> Selected passage
# Next Kolomoki Society artifact show



## Son (Jan 26, 2011)

Will be held in Chiefland Florida Febuary 5, 2011 at the Tommy Usher Pineland Center, 506 S.W. 4th Place. Contact Drew Davis (VP) at 407 455 4141 or email at floridaflint@gmail.com for information. There might be two tables left, last I heard. The Society can be joined at the show, just see Treasurer Dan Milam. For any other information, you can PM me. It was a great show last year, and it's going to be better this year. Next show will be in Donalsonville Ga, to be announced.
Thanks
Son


----------



## dmedd (Jan 26, 2011)

This is a great show with a great bunch of folks. The artifacts are nice also. Don't miss this one.


----------



## Son (Jan 27, 2011)

Dmedd, looks like we're the only one's here that likes artifact shows.


----------



## Pointpuller (Jan 27, 2011)

I will be attending.  I was there last year and I can tell you it is a good one.  Awesome artifacts on display and alot of locals bringing in artifacts that havent been shown before.  This year I hear there will be 2 well known speakers and 2 flintknapping demonstrations along with an auction.  Cant wait!!!


----------



## dmedd (Jan 27, 2011)

Pointpuller said:


> I will be attending.  I was there last year and I can tell you it is a good one.  Awesome artifacts on display and alot of locals bringing in artifacts that havent been shown before.  This year I hear there will be 2 well known speakers and 2 flintknapping demonstrations along with an auction.  Cant wait!!!



You're bringing the fish dip...right...grandpa?


----------



## Son (Jan 28, 2011)

> Directive 1
In the artifact show thread, whom should someone see at the show to join the Society?
> Directive 2
Pick up the artifact show thread from its final line and write the post that follows.

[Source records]
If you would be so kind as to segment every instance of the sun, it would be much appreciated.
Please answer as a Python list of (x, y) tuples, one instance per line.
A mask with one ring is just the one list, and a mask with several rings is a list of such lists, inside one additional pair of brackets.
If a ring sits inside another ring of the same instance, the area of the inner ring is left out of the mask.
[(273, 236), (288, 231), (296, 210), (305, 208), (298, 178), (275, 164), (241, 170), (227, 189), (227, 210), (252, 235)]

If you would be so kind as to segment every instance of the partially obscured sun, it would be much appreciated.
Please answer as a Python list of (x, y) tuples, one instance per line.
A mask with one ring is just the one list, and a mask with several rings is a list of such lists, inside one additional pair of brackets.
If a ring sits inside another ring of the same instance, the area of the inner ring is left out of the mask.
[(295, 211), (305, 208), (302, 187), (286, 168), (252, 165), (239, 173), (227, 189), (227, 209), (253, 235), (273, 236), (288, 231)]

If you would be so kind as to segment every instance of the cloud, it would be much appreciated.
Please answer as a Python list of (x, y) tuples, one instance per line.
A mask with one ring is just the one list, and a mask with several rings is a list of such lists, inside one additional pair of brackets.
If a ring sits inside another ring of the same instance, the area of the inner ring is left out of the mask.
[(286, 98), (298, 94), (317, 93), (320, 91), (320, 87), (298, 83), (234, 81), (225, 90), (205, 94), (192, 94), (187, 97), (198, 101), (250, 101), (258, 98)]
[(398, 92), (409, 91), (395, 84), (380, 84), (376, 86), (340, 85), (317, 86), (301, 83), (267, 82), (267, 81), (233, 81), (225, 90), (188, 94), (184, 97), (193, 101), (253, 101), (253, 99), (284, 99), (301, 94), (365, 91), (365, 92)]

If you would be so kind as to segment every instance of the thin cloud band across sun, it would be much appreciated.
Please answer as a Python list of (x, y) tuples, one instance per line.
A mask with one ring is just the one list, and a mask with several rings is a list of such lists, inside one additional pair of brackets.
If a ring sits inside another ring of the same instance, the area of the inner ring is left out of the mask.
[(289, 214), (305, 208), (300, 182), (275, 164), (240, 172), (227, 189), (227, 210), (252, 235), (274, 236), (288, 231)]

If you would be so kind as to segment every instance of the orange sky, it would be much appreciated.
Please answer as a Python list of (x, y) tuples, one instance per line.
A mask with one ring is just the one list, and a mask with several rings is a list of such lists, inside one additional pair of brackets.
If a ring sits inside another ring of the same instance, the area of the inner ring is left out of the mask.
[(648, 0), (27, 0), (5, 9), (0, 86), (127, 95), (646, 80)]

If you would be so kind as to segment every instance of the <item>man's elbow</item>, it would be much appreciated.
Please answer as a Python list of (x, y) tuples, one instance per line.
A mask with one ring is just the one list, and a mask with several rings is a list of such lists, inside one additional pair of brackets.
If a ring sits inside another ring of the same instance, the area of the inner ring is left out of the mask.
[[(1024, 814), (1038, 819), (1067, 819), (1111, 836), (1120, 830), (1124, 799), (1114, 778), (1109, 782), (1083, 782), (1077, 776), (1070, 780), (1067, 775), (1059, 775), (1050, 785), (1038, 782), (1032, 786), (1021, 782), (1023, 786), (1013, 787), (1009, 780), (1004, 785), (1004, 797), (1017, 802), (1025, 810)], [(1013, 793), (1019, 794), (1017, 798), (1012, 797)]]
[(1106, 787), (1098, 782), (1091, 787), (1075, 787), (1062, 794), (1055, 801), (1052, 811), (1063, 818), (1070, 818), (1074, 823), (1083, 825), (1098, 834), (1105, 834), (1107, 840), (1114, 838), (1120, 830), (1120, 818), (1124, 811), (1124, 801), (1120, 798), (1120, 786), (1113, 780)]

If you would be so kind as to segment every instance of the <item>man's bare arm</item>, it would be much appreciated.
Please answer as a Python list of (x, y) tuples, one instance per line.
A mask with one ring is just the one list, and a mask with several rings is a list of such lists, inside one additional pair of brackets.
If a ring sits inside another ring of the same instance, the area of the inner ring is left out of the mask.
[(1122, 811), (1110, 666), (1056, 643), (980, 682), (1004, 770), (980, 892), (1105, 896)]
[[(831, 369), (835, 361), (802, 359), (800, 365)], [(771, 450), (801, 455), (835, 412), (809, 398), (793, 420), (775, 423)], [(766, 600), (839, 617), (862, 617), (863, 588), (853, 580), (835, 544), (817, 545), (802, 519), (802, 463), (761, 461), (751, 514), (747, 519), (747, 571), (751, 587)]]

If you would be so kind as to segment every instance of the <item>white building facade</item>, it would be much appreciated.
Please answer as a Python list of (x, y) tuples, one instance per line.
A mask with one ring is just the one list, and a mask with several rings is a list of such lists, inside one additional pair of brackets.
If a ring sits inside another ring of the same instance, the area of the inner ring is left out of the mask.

> Exercise response 1
Treasurer Dan Milam.

> Exercise response 2
I forgot about the Grandpa, great to see he's joined the old group.


----------



## TNGIRL (Jan 28, 2011)

Son, those are some mighty fine points!!!!  And you and David aren't the only ones liking them shows.....I'd love to be able to go but got a previous event committed that weekend in Gainesville, GA. Take some pics and post up OK? BTW How you doing? ain't seen you around much...hope all is well!!!!


----------



## Son (Jan 28, 2011)

Doing good, not fast, but i'm wide open. Will take pictures and post em. TNGIRL, are you not on our forum? PM me if not.


----------



## Arrowhead95 (Jan 28, 2011)

Can't wait to go again.

Don't have anything to show but there sure is a lot of fine stuff to see and great people to see again.


----------



## dmedd (Jan 29, 2011)

It's going to be a good time, kind of like a family reunion.


----------



## Son (Jan 29, 2011)

And for members, free admission, free tables and free food. Can't beat that with a stick. The auction will be fun too, can't wait.


----------



## dalton257 (Jan 29, 2011)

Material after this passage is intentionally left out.